Source text =
For over half a century Myanmar (formerly Burma) has been bloodied and bowed by dictators, militia governments, rebel factions and drug barons. Successive dictators have tried (but failed) to extinguish any notion of democracy by arresting entire parliaments, imprisoning opposition leaders, brutally suppressing any dissenting voices and using slave labour to prop up a failing economy.

However, recent events are raising hopes for political reform. In May 2002, Nobel Peace Prize winner Aung San Suu Kyi was released after nearly two years of house arrest (her second such imprisonment; she was also confined from 1989-1995). The pro-democracy leader is a hero in Myanmar. She and her party, the National League for Democracy (NLD) won 82% of the seats in the last parliamentary election in 1990, but the military regime ignored the vote and imprisoned dozens of elected NLD party members.

Recently, though, the rising toll from a decade of economic sanctions has caused the government to reconsider its isolationist and socialist politics in favour of economic pragmatism. United Nations-led negotiations between the government and Aung San Suu Kyi led to her release, and both sides have promised to continue discussions. This time, her release is unconditional, and Aung San Suu Kyi has pledged to work towards freedom for her people. Democracy is still a long way off for Myanmar, but hopes are that the country is finally moving away from repression.

Myanmar is far from the easiest or most comfortable country in Asia to visit, but it has some magical sights, incredibly friendly people and offers a glimpse of a bizarre, inept Orwellian society that has withdrawn from contact with the late 20th century. Because of the government's clampdown on outside influences it is one of the least Western-influenced countries in the world. Many people mistake this for quaintness, but don't let this blind you to the political realities that created this situation.

Getting There and Away

Although Myanmar essentially remains a 'fly in, fly out' destination, the good news is that the military government has gradually extended visa stays, resulting in more and more airlines putting Rangoon on their itinerary. The $US10 departure tax can be payed for in dollars or FECS.

There are some road border crossings at the Thai/Myanmar border (noticeably the Mae Sai-Thakhilek and Ranong-Kawthoung crossings) but they're currently closed because of guerrilla and bandit activity in the area. In times of certainty, foreign travellers can travel the famous Burma Road and enter Myanmar via the Yunnan province in China, although border traffic is all one way. It's not possible to cross back into China from the same checkpoint. Several entry points have also opened along the Thai border.

One persistent rumour is that the Chin State is about to open its borders to limited tour groups which may parlay in the not too distant future into permission for individual travellers to traverse the state via the Chin River, all the way to the Indian border at Tamu.

Getting Around

Travel in Myanmar tends to be uncertain and uncomfortable. Many visitors are tempted to take internal flights because of the restricted 28-day stay regulation, but the terrible safety record and 'flexible' notion of schedules of Myanma Airways and, to a lesser extent, Air Mandalay can be a deterrent. Not many visitors use buses for long-distance travelling because they tend to be extremely crowded and the government bus line is so slack it refuses to take a stab at the arrival times of its buses. Pick-up trucks with benches have recently begun to appear, and although they can be equally uncomfortable when crowded, it is possible to charter them. There is a daily express train between Yangon and Mandalay; forget the ordinary-class trains which are dirty, slow and unreliable.

Work to complete =
1: Could you update the Myanmar travel text from "Recently, though, the" up to and including "away from repression.", swapping "economic sanctions" for "trade embargoes"?
2: Answer these questions from the Myanmar travel text:
(a) In what year was the last parliamentary election held?
(b) How much is the departure tax?
(c) Between which two cities does the daily express train run?
3: Would you proceed with the Myanmar travel text, writing on from its final sentence?

Material provided =
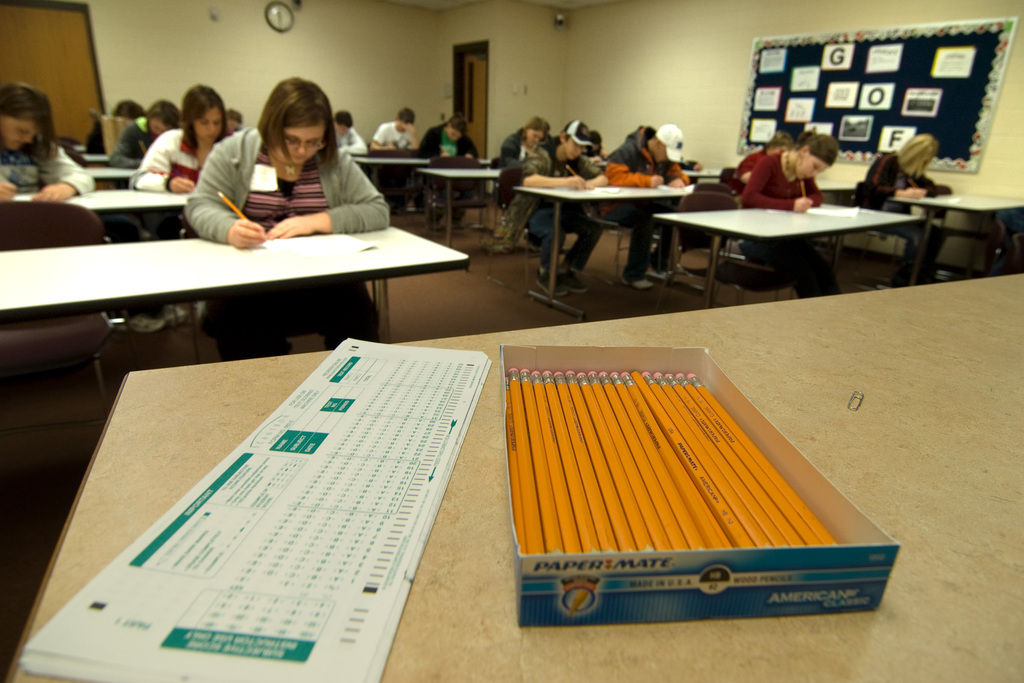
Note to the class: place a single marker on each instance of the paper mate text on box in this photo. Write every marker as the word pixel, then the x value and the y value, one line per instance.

Task answers =
1:
Recently, though, the rising toll from a decade of trade embargoes has caused the government to reconsider its isolationist and socialist politics in favour of economic pragmatism. United Nations-led negotiations between the government and Aung San Suu Kyi led to her release, and both sides have promised to continue discussions. This time, her release is unconditional, and Aung San Suu Kyi has pledged to work towards freedom for her people. Democracy is still a long way off for Myanmar, but hopes are that the country is finally moving away from repression.

2:
(a) 1990
(b) $US10
(c) Yangon and Mandalay

3:
The delightfully ancient buses in Yangon and Mandalay are very cheap and convenient, although you may end up hanging out the side. There are horse carts in Mandalay and trishaws just about everywhere; negotiate fares in advance.

Money Advice

The compulsory exchange requirement on arrival has recently been reduced from US$300 to US$200 but at the same time the FEC (Foreign Exchange Certificate) exchange rate has plunged in relation to the US$ exchange rate. In January 2001 US$1 was getting around 420 kyats while an FEC could go as low as 300 kyats. So visitors should try to use their FECs for expenditure which must be made with FECs or dollars, for example the US$10 or FEC 10 airport departure tax, and try to avoid changing FECs into kyats. You'll be 25% better off changing dollars into kyats rather than dollars into FECs and then into kyats.

To further complicate the problem US$ travelers checks can only be changed into FECs, not directly into kyats the way US$ cash can be. No other currency is readily exchangeable in Myanmar at banks or official money changers although on the street anything will have a price. In short don't use any currency except US dollars and bring them as cash not travelers checks, avoid changing anything into FECs unless you absolutely have to and spend as much of your compulsory exchange FECs on FEC or dollar denominated expenditure before resorting to changing it into kyats. If it's any consolation the current rumour in Myanmar is that the FEC may soon disappear.

Costs will vary depending on whether you use officially approved hotels and transport or take the increasingly available opportunity to arrange your own. US$2 a day will get you a room in a budget hotel.If you're travelling very cheaply, you can get by on about $10 a day. If you want your own bathroom and a choice of restaurants, budget $25-30 a day. Flying or taking express trains would add about $5 a day to that budget. If you want to stay somewhere fancy, you can pay anywhere between $25 and $300 a night.

Tipping is not really part of the Burmese culture, but 'presents' are. A minor bribe will get you a long way with Burmese bureaucrats. Money isn't necessary - cigarettes and pens will speed things up a bit, foreign t-shirts will work miracles.

Travel Fact

Visas: Entry into Myanmar requires a passport valid for at least six months from the time of entry. 28-day tourist visas are issued and cost US$18
Health risks: cholera, dysentery, hepatitis, malaria, rabies, typhoid
Time: UTC plus 6.5 hours
Electricity: 230V, 50 Hz (when it's working)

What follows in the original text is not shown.